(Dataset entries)
◇ ◇ ◇ ◇

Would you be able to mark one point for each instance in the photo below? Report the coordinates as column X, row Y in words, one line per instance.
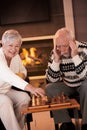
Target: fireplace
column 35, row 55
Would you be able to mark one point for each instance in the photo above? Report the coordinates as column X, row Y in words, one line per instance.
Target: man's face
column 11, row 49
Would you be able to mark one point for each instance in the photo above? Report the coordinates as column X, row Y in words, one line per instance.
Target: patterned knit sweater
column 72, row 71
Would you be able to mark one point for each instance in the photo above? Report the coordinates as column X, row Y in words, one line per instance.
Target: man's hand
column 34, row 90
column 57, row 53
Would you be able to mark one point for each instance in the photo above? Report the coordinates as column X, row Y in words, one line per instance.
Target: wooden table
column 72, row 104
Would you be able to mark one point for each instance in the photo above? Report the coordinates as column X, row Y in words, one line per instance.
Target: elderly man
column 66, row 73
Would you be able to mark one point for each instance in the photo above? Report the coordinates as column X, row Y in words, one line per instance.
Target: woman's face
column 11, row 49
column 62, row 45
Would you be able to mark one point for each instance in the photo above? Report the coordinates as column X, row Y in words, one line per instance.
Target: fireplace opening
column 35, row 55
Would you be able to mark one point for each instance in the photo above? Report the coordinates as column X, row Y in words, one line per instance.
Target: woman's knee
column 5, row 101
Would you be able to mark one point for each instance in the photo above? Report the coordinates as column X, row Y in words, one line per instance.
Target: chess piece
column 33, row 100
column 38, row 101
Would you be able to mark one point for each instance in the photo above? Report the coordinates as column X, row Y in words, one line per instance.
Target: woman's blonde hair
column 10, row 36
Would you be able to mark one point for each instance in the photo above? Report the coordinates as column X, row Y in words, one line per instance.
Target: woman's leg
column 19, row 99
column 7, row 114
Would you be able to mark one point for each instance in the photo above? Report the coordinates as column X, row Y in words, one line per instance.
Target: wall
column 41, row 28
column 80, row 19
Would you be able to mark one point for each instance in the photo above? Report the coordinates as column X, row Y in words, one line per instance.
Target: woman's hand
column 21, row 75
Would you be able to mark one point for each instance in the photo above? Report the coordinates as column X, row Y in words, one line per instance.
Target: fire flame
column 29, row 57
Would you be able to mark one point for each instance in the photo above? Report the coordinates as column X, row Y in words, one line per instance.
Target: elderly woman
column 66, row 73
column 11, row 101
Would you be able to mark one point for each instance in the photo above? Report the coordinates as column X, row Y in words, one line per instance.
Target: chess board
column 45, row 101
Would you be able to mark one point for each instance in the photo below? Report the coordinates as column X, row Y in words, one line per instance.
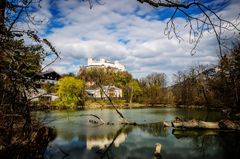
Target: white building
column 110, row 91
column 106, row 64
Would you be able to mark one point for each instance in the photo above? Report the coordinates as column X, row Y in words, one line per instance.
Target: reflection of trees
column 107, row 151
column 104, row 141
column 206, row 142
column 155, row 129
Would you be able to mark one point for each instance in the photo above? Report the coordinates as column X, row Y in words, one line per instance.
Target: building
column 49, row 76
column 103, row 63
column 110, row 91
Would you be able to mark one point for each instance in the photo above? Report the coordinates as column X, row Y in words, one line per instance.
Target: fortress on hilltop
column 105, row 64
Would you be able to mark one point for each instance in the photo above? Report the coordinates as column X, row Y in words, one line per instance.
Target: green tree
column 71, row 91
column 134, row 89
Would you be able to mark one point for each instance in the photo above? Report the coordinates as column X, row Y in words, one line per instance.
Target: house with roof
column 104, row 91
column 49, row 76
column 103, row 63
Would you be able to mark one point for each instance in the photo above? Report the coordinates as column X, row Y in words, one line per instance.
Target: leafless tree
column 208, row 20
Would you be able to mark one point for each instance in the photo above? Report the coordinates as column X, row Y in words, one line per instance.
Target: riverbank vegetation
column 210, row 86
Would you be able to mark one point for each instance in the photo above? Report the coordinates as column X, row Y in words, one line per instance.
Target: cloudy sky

◇ ◇ ◇ ◇

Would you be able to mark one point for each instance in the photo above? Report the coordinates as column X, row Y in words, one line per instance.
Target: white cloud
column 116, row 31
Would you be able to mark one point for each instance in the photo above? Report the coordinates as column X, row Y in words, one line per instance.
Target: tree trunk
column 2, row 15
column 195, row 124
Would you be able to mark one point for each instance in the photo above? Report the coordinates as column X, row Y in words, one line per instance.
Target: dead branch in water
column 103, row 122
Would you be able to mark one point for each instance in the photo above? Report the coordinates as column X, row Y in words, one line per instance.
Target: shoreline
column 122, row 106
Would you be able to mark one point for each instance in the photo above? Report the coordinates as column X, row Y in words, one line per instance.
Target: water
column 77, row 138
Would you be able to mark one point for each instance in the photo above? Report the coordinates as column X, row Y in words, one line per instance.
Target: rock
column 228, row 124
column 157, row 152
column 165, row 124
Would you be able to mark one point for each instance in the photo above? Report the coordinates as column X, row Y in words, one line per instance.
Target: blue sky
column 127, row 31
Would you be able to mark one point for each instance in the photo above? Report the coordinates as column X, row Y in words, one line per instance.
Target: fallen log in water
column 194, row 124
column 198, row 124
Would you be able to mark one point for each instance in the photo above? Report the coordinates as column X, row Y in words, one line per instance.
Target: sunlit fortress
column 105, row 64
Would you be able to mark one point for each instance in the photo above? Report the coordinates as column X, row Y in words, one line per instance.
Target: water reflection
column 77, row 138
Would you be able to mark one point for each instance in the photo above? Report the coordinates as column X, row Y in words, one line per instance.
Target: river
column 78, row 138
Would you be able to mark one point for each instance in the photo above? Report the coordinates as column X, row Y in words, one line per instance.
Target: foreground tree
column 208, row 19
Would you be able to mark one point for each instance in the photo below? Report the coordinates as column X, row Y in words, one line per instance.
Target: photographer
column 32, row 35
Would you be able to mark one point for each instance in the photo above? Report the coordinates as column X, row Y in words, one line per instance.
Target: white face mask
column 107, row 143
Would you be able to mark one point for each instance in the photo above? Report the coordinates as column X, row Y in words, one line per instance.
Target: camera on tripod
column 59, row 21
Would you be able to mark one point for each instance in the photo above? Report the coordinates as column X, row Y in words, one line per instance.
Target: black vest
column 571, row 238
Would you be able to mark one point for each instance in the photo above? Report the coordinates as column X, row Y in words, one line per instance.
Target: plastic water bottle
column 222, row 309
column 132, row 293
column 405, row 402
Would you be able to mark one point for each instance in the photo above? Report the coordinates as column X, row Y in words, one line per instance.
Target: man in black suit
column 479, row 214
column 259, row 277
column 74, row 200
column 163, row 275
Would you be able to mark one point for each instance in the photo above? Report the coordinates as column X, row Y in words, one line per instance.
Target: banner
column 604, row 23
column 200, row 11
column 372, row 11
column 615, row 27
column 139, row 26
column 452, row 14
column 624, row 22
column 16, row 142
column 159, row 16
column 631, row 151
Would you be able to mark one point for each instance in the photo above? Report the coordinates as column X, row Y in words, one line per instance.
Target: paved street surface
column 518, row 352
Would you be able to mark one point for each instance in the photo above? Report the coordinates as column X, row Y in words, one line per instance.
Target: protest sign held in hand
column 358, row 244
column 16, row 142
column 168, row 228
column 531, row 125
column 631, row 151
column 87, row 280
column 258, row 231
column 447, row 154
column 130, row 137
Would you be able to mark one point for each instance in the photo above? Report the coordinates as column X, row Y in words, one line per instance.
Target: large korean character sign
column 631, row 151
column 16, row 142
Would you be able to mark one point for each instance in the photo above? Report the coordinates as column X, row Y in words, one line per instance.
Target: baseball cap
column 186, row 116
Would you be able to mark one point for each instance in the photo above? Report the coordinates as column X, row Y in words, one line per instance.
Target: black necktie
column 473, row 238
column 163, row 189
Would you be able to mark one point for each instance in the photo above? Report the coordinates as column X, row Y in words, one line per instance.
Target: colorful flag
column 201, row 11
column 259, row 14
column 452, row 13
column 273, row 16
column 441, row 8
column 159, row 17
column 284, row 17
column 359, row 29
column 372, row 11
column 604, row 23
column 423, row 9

◇ ◇ ◇ ◇

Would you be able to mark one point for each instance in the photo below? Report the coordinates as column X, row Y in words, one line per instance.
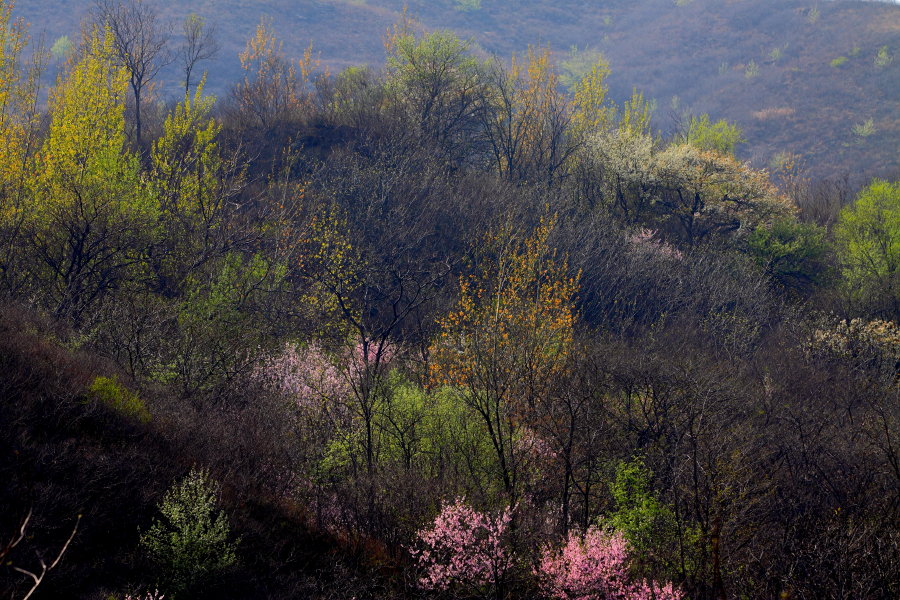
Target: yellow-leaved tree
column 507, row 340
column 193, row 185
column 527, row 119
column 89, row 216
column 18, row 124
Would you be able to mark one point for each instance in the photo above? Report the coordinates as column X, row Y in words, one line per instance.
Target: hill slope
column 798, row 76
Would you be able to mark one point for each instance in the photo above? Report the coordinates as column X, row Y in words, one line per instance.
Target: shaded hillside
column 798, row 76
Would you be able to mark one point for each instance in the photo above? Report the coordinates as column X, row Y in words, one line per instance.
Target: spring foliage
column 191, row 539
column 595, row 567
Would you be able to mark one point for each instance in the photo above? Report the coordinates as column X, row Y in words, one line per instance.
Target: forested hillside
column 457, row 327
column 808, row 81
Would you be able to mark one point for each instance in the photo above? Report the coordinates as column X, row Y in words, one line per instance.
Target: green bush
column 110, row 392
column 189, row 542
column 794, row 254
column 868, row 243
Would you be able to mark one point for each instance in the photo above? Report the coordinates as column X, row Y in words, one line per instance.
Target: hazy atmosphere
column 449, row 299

◇ ◇ ◇ ◇

◆ **Exercise description**: Above are the lines; repeat exactly the ones from the line containing "Target: house with roof" down to the line containing "Target: cloudy sky", both inclusive.

◆ **Task answer**:
Target: house with roof
column 104, row 91
column 49, row 76
column 103, row 63
Would you be able to mark one point for each instance in the photo above? Report the coordinates as column X, row Y in words, one line per instance.
Target: leafless tree
column 208, row 20
Would you be able to mark one point for each instance in the photo above? Report the coordinates as column X, row Y in words, one line per instance.
Target: riverbank vegetation
column 210, row 86
Would you be able to mark one point for each instance in the photo above? Report the coordinates as column X, row Y in words, one line per instance.
Target: cloudy sky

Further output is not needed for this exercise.